CONSIGNE
Reprenez le texte sur le délit de prise illégale d'intérêts et poursuivez-le à partir de sa dernière phrase.

EXTRAIT DU TEXTE
^^^^

Envoyer à un ami | Version à imprimer | Version en PDF

Le délit de prise illégale d'intérêts

par Saheb Bachagha *

Si les professionnels du chiffre sont familiers de la notion d'abus de confiance, ou de son dérivé spécialisé l'abus de biens sociaux, nous le sommes moins de la notion de prise illégale d'intérêts. Pourtant ce sujet est d'actualité à l'heure où il est tant question de développer les missions de commissariat aux comptes dans le secteur non marchand.

Ce délit vise les personnes chargées des intérêts publics, c'est-à-dire celles qui exercent une fonction dont la finalité est de satisfaire un intérêt général : pas seulement les élus tels que les maires, mais aussi tous les fonctionnaires, ou encore les magistrats, et tous ceux à qui est déléguée une partie de la puissance publique comme les présidents de fédérations sportives, les administrateurs d'établissements publics à caractère industriel et commercial, ou les Présidents d'université, directeurs d'hôpital.

La philosophie de ce délit est d'empêcher un double rôle de donneur d'ordres et de bénéficiaire d'un marché, pour prévenir toute tentation de collusion d'un intérêt public avec un intérêt privé.

^^^^

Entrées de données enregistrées

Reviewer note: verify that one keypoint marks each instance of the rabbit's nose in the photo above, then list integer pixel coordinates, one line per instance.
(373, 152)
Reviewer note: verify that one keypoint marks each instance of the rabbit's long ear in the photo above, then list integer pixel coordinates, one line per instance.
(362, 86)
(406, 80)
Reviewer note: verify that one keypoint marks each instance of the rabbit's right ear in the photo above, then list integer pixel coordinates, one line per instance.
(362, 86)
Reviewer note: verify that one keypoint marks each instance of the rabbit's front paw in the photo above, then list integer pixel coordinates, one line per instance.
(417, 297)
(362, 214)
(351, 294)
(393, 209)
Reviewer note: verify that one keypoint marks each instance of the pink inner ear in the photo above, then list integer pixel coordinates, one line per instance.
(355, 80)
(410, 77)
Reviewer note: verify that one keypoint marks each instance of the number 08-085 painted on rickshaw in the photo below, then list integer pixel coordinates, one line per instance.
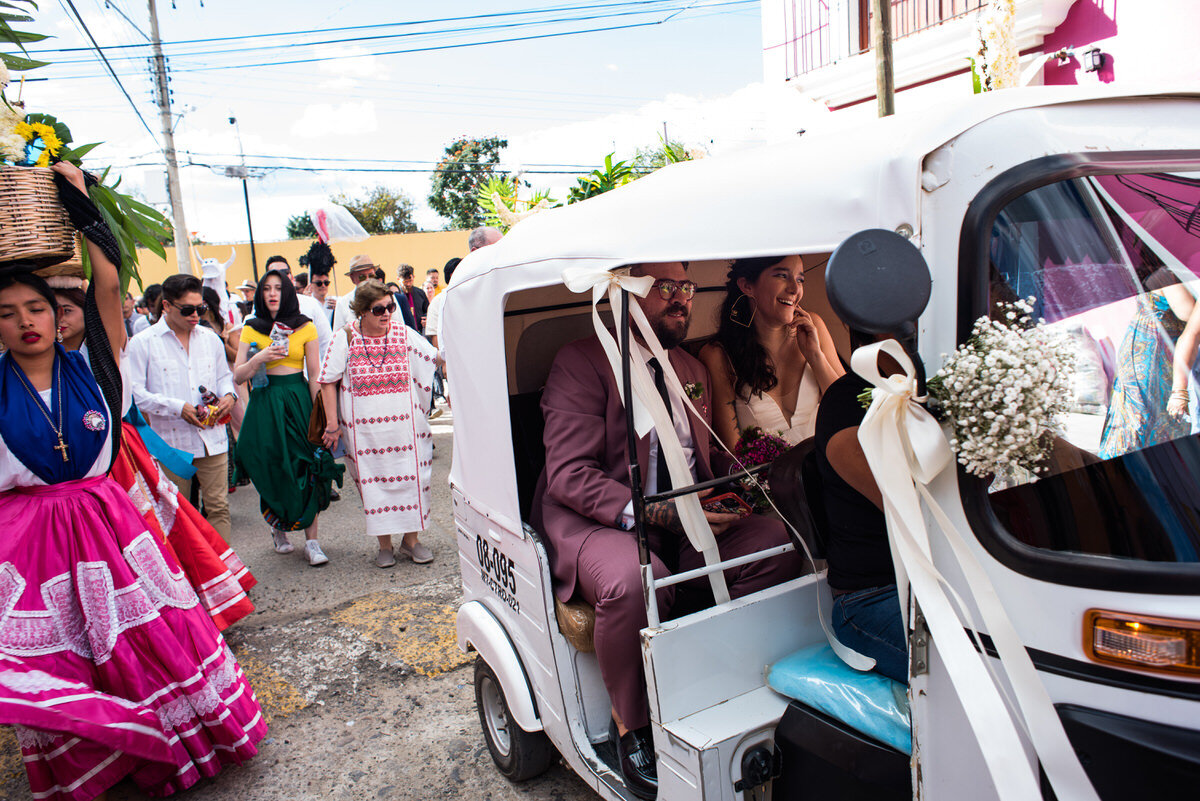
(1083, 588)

^^^^

RÉPONSE
Il n'y aurait pourtant rien de mal à ce qu'un Président d'une fédération nationale de sport lui fournisse des t-shirts fabriqués par sa société, s'il le fait à un prix intéressant ?

Peut être, mais au regard de la loi, peu importe que le contrat soit équitable et qu'il ne procure aucun profit matériel puisque le texte stipule que même « un intérêt quelconque» est interdit. Le simple fait pour le Président - qui est chargé d'une mission de service public de cultiver l'estime des membres affiliés pourrait justifier d'un intérêt. La seule existence du contrat est répréhensible.

C'est comme pour toutes les incompatibilités, elles sont en soi répréhensibles même si elles n'engendrent aucune conséquence. C'est un délit obstacle qui est différent de ceux pour lesquels on constate que le conflit d'intérêts a dégénéré en abus caractérisé, de confiance ou de biens sociaux, ou en détournement de fonds publics.

Puisque l'interdit est ici de ne pas passer de contrat, il n'est dès lors pas nécessaire pour l'accusation de démontrer une intention frauduleuse particulière. Et comme les personnes visées sont plus que d'autres censées connaître les lois, l'échappatoire est difficile. Pourtant dans les sociétés commerciales et dans les associations, il est possible que les dirigeants concluent une convention avec une société dans laquelle ils ont des intérêts personnels ?

Lorsqu'il ne s'agit que d'intérêts purement privés, la loi permet ces conventions à la condition que soit respectée la procédure habituelle dite des «conventions réglementées».

C'est une mesure de prévention des risques qui est plus légère que l'interdit absolu de contracter lorsqu'il s'agit de fonds publics.

Les commissaires aux comptes et les experts-comptables qui interviennent auprès de ceux, qui exercent une autorité publique ou auprès d'entités chargées d'une mission de service public ont à veiller au rappel de cette incompatibilité pénalement sanctionnée.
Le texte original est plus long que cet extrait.